Problems to work on:
(a) In the passage "Nobody Is Listening," which kind of memory did the writer find was deteriorating?
(b) According to the passage "Nobody Is Listening," why did the writer begin taking diary notes? Answer in one to three sentences.
(c) Decide whether each statement agrees with the passage "Nobody Is Listening." Answer yes or no for each and quote the deciding words from the passage.
(i) The writer's family said the writer was ok.
(ii) The writer claims to be a brain scientist.
(iii) The diary entries showed a consistency of occurrences.

Passage:
Nobody Is Listening
During the first year of returning to work, there were so many things going on with my body and mind that I had to take note of what was happening to me. Early in the piece, I was just trying to memorize all the weird things that were happening but unbeknownst to me I was to have problems with my memory. As time went by and the list of occurrences were adding up, I found that trying to remember all of them was becoming difficult.
So I started taking diary notes whenever I could for I knew in my gut that something was not quite right. By recording these diary entries, I was able to start proving to myself that I wasn’t going crazy and that there was evidence and consistency of occurrences. Importantly, through recording such occurrences, I had made the discovery that it was my short term memory that was deteriorating and not my long term memory. It didn’t mean much to me from a medical sense for I am no Brain Scientist however it meant that I had narrowed it down somewhat for the medical practitioners to hopefully make some sense of.
Why Crazy? Well everyone all bar my Family, GP’s and Psychologist were telling me that I was ok so I must have been crazy.

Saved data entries
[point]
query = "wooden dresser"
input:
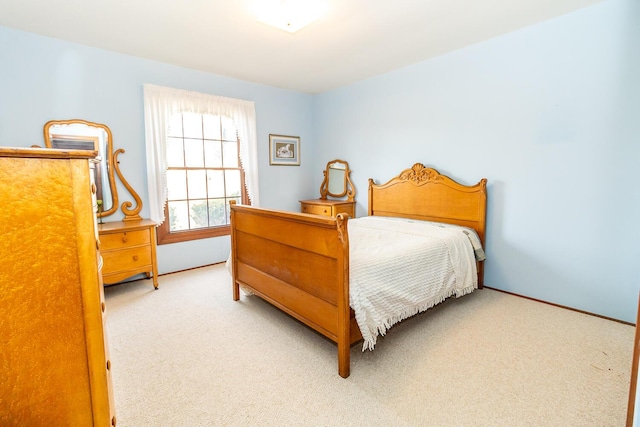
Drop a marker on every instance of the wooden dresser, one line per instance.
(128, 248)
(54, 361)
(328, 207)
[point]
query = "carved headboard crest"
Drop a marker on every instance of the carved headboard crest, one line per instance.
(419, 174)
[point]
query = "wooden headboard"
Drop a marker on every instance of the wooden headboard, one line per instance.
(423, 193)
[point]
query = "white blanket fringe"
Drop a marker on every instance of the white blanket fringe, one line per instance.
(393, 278)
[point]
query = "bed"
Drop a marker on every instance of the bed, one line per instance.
(300, 263)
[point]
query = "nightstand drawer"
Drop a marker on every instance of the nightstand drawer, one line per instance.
(124, 239)
(126, 259)
(316, 209)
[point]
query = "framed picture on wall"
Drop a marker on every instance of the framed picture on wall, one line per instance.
(284, 150)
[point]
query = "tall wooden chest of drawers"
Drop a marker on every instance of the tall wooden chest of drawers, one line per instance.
(54, 362)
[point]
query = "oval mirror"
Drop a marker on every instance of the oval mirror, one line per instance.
(83, 135)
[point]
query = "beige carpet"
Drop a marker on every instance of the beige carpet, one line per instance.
(188, 355)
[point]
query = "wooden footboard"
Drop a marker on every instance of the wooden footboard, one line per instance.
(300, 264)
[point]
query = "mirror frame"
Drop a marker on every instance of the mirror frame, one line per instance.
(108, 155)
(349, 189)
(112, 164)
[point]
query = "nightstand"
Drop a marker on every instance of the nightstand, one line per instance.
(328, 207)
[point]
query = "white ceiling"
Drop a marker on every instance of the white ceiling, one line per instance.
(356, 39)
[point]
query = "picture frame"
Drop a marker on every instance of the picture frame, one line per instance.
(284, 150)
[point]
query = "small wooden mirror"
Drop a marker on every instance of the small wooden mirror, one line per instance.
(337, 181)
(79, 134)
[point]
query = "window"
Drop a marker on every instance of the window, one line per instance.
(204, 173)
(201, 153)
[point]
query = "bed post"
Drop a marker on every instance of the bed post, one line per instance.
(344, 310)
(236, 287)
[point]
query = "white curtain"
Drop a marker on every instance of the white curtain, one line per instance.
(160, 103)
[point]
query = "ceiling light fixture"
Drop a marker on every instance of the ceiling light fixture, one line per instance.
(289, 15)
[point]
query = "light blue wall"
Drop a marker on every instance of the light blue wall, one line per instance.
(43, 79)
(550, 115)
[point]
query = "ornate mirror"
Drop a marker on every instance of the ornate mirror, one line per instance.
(337, 181)
(79, 134)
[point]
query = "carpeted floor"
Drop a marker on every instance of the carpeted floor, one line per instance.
(188, 355)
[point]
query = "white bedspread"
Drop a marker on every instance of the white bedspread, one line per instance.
(400, 267)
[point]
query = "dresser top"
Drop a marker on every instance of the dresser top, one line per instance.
(137, 224)
(46, 153)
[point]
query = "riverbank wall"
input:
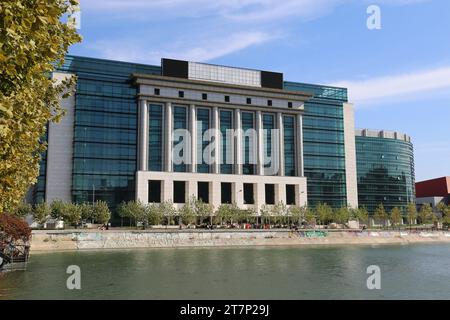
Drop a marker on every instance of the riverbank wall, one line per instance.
(71, 240)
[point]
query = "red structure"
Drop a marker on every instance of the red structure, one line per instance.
(439, 187)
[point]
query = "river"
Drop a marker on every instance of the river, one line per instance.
(327, 272)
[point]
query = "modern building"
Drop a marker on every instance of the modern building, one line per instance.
(433, 191)
(385, 166)
(148, 133)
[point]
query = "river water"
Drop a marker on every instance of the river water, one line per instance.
(334, 272)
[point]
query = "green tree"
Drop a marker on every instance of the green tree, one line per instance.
(425, 213)
(58, 209)
(23, 209)
(362, 215)
(101, 212)
(33, 40)
(87, 212)
(187, 213)
(395, 216)
(41, 212)
(342, 215)
(71, 214)
(168, 211)
(380, 215)
(444, 211)
(310, 217)
(297, 214)
(324, 213)
(411, 213)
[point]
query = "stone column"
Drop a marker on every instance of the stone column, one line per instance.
(168, 140)
(216, 164)
(260, 146)
(143, 134)
(280, 143)
(300, 170)
(193, 129)
(238, 150)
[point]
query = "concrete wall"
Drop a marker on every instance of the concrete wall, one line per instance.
(167, 178)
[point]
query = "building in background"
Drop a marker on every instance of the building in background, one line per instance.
(112, 144)
(433, 191)
(385, 167)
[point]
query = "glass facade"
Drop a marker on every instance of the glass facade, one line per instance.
(155, 137)
(248, 122)
(323, 143)
(203, 123)
(268, 126)
(180, 120)
(226, 123)
(104, 149)
(385, 169)
(289, 145)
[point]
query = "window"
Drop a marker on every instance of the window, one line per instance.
(248, 143)
(203, 191)
(289, 145)
(154, 191)
(155, 137)
(179, 191)
(203, 122)
(270, 193)
(225, 194)
(226, 124)
(180, 121)
(248, 194)
(290, 194)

Results:
(a) Short term memory was deteriorating, not long term memory.

(b) The list of strange occurrences kept growing, and remembering all of them was becoming difficult. The writer also knew "in my gut that something was not quite right."

(c)
(i) No: "everyone all bar my Family, GP’s and Psychologist were telling me that I was ok"
(ii) No: "I am no Brain Scientist"
(iii) Yes: "there was evidence and consistency of occurrences"